Dataset records on where objects are located:
/---

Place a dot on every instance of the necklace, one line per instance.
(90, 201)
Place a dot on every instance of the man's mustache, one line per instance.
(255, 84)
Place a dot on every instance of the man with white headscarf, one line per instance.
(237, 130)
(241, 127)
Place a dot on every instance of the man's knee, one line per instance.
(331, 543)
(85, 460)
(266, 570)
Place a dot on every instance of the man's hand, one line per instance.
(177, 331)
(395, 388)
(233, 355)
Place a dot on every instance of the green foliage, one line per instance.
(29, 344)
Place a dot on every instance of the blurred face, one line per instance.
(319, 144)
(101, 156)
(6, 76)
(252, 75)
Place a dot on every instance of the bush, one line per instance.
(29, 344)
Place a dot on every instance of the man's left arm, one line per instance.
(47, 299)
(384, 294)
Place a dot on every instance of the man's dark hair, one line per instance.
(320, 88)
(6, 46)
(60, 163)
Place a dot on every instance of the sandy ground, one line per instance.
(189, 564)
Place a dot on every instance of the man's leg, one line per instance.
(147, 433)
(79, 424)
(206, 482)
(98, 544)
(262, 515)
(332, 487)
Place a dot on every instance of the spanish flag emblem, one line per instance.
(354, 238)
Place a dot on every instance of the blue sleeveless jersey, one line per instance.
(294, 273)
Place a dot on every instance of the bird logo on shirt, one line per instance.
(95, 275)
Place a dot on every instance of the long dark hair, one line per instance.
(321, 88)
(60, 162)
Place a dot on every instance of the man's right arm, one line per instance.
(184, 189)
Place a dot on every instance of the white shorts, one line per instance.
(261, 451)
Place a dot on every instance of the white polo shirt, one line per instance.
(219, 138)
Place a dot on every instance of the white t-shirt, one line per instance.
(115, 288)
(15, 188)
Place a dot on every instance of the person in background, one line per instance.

\---
/---

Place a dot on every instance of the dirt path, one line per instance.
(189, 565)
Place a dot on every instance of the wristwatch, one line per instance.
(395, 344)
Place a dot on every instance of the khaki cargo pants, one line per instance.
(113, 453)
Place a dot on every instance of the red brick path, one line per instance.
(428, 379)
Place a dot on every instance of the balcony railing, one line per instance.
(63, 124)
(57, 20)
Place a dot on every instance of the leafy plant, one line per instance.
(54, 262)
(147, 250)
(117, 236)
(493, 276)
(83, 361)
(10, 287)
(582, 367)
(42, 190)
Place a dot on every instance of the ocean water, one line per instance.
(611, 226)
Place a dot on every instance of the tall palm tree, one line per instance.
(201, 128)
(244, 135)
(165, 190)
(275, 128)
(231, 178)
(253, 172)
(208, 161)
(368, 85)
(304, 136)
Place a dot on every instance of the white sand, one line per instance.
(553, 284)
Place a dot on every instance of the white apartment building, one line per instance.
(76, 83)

\---

**SET EXERCISE:**
Write out the lines again, beginning at the line that has "Place a dot on every instance of the man's hand, one" and stopping after the line that has "Place a dot on every instance of the person". Substitute "cream" for "white" and leave everything else unchanged.

**EXERCISE ANSWER:**
Place a dot on every instance of the man's hand, one line per instance.
(177, 331)
(395, 388)
(233, 355)
Place a dot on every instance of the green foliage, one line per instance.
(29, 344)
Place a dot on every instance of the blurred face, one line per instance.
(319, 144)
(101, 156)
(6, 76)
(252, 75)
Place a dot on every instance of the bush, one line per instance.
(29, 344)
Place a dot on every instance of the man's left arm, one line per instance.
(47, 299)
(384, 294)
Place a dot on every instance of the man's dark hair, one line per instance.
(320, 88)
(6, 46)
(60, 163)
Place a dot on every instance of the sandy ground, one line per instance.
(189, 564)
Place a dot on every instance of the man's leg, one line per instance.
(147, 433)
(79, 424)
(206, 482)
(98, 544)
(262, 515)
(332, 487)
Place a dot on every instance of the spanish flag emblem, one line per instance.
(354, 238)
Place a dot on every instance of the blue sleeveless jersey, one line per instance.
(294, 273)
Place a dot on every instance of the bird logo on shirt, one line per instance.
(95, 275)
Place a dot on every instance of the long dark hair, one line per instance.
(321, 88)
(60, 162)
Place a dot on every instance of the man's right arm, one line per instance.
(184, 189)
Place a dot on every instance of the cream shorts, one line per instance.
(261, 451)
Place a dot on every instance of the cream polo shirt, one line per instance.
(219, 138)
Place a dot on every instance of the cream t-shirt, one line per instance.
(115, 288)
(15, 188)
Place a dot on every instance of the person in background, one line per instance.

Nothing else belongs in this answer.